[Point localization data]
..........
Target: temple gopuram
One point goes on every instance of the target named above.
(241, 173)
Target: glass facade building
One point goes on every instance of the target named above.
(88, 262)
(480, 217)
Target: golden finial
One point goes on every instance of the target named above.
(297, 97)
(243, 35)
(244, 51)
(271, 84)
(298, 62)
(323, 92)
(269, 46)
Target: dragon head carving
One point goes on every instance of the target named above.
..........
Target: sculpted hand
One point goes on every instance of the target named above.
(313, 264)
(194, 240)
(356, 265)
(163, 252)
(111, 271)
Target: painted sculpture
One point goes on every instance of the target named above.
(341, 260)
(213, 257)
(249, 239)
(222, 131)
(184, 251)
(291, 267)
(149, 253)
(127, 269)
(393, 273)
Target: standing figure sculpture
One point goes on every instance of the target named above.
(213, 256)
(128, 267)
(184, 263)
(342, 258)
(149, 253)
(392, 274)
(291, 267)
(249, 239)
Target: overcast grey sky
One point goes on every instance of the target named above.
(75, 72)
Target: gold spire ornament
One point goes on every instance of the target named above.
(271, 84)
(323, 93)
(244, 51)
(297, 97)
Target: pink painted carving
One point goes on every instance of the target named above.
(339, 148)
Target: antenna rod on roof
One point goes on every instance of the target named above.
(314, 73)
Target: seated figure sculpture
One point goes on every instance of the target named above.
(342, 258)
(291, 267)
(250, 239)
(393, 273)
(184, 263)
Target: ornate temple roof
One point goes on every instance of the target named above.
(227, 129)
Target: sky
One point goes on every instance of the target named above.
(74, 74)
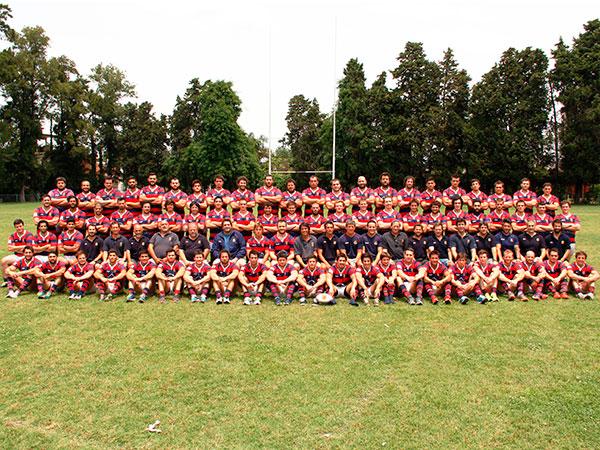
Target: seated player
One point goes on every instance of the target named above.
..........
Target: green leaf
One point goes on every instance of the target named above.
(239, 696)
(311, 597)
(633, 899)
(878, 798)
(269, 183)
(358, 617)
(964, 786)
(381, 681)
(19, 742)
..........
WHAT IS BEING ASKED: Look back at the data above. Transcribe exactly the lines starting at the line that contains "Target: antenna rod on roof" and ending at the line that contains "Target: ornate temple roof".

SOLUTION FOR THIS TASK:
Target: antenna rod on roof
One point goes on every instance of the target named above.
(314, 73)
Target: seated figure sculpture
One point goes on every instance of the target named above.
(342, 258)
(291, 267)
(250, 239)
(393, 273)
(184, 263)
Target: ornate temple roof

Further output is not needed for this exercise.